== Text section
The CREATE DATABASE command does more than define a container for schemas and tables. It lets you control retention windows, choose transient storage, enable data sharing, and create zero-copy clones, all baked into Snowflake’s cloud-native design.

Teams migrating from on-prem systems often miss these details and pay for it later through higher storage costs or limited recovery options. Understanding this command means understanding how Snowflake handles durability, scalability, and cost, not just SQL syntax.

TL;DR: Snowflake Create Database Command at a Glance

  • CREATE DATABASE sets up a Snowflake database instantly without pre-allocating storage or compute
  • You can define retention windows, transient storage, and zero-copy clones directly in the statement
  • Transient databases reduce costs but skip Fail-safe and have limited recovery options
  • The command reflects Snowflake’s cloud-native design, not traditional on-prem database behavior

What Is the Snowflake CREATE DATABASE Command?

The CREATE DATABASE command creates a new container for schemas, tables, and other database objects. Unlike traditional SQL databases that pre-allocate disk space, the command returns instantly because storage and compute are decoupled in its multi-cluster shared-data architecture. You can configure retention policies, enable zero-copy cloning, or create read-only shares directly in the statement.
====
== Input
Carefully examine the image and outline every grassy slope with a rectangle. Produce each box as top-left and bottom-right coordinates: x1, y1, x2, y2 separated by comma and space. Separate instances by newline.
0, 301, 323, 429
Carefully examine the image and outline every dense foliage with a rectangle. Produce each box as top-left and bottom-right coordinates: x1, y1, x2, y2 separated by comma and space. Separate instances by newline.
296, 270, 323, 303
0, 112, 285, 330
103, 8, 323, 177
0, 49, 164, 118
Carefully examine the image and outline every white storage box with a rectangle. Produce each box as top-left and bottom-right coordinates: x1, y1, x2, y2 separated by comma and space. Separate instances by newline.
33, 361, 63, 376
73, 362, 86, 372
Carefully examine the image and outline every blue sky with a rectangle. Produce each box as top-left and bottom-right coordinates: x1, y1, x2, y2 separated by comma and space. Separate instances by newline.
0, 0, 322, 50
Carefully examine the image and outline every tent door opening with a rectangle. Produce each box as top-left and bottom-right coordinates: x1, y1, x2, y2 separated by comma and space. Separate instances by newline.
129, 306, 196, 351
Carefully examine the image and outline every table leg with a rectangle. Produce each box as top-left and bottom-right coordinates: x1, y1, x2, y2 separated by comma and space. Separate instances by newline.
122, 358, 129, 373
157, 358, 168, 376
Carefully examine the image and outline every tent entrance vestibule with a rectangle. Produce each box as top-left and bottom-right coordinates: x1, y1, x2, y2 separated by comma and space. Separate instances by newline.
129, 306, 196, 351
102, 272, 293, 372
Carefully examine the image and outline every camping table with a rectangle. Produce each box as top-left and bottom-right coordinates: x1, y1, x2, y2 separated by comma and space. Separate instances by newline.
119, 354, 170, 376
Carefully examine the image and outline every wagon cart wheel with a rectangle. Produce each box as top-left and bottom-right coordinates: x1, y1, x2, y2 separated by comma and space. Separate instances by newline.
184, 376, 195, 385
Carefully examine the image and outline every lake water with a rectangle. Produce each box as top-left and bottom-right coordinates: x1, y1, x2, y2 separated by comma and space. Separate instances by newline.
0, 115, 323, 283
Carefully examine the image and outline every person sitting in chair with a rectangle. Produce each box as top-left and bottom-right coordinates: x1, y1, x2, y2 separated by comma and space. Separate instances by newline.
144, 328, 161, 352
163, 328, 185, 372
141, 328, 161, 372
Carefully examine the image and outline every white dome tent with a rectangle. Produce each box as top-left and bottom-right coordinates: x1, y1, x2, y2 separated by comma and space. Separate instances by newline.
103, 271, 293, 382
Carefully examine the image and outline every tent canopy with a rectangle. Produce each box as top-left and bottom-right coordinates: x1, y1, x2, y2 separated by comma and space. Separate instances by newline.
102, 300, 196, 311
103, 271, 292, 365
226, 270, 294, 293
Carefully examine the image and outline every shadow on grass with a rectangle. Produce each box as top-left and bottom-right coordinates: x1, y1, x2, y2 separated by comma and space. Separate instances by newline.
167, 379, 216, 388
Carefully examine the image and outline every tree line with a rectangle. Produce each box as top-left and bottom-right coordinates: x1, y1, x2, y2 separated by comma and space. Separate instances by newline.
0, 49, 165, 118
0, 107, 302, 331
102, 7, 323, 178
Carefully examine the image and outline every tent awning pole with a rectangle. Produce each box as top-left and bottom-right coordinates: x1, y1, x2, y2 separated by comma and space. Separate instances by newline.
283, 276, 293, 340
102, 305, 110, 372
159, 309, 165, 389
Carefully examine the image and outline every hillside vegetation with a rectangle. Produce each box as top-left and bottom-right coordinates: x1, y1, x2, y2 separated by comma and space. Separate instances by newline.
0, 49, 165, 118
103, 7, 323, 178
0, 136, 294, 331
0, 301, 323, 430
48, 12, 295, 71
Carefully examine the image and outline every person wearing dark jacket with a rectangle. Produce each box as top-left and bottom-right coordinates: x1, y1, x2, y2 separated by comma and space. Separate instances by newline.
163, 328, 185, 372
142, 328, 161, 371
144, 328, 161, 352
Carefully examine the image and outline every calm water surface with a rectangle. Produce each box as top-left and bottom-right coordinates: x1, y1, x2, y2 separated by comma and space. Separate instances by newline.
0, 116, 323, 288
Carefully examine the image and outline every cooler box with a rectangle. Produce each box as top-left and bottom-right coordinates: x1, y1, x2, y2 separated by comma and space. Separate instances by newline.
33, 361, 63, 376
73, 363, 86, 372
====
### Instructions
1. Write out the part of the passage on Snowflake's CREATE DATABASE command starting at "Teams migrating from" and ending at "CREATE DATABASE Command?".
2. Convert the lines of the records, starting at the line that contains "Carefully examine the image and outline every tent door" and ending at the line that contains "102, 272, 293, 372", into a numbered list, and leave out any blank lines.

### The answers
1.
Teams migrating from on-prem systems often miss these details and pay for it later through higher storage costs or limited recovery options. Understanding this command means understanding how Snowflake handles durability, scalability, and cost, not just SQL syntax.

TL;DR: Snowflake Create Database Command at a Glance

  • CREATE DATABASE sets up a Snowflake database instantly without pre-allocating storage or compute
  • You can define retention windows, transient storage, and zero-copy clones directly in the statement
  • Transient databases reduce costs but skip Fail-safe and have limited recovery options
  • The command reflects Snowflake’s cloud-native design, not traditional on-prem database behavior

What Is the Snowflake CREATE DATABASE Command?

2.
1. Carefully examine the image and outline every tent door opening with a rectangle. Produce each box as top-left and bottom-right coordinates: x1, y1, x2, y2 separated by comma and space. Separate instances by newline.
2. 129, 306, 196, 351
3. Carefully examine the image and outline every table leg with a rectangle. Produce each box as top-left and bottom-right coordinates: x1, y1, x2, y2 separated by comma and space. Separate instances by newline.
4. 122, 358, 129, 373
5. 157, 358, 168, 376
6. Carefully examine the image and outline every tent entrance vestibule with a rectangle. Produce each box as top-left and bottom-right coordinates: x1, y1, x2, y2 separated by comma and space. Separate instances by newline.
7. 129, 306, 196, 351
8. 102, 272, 293, 372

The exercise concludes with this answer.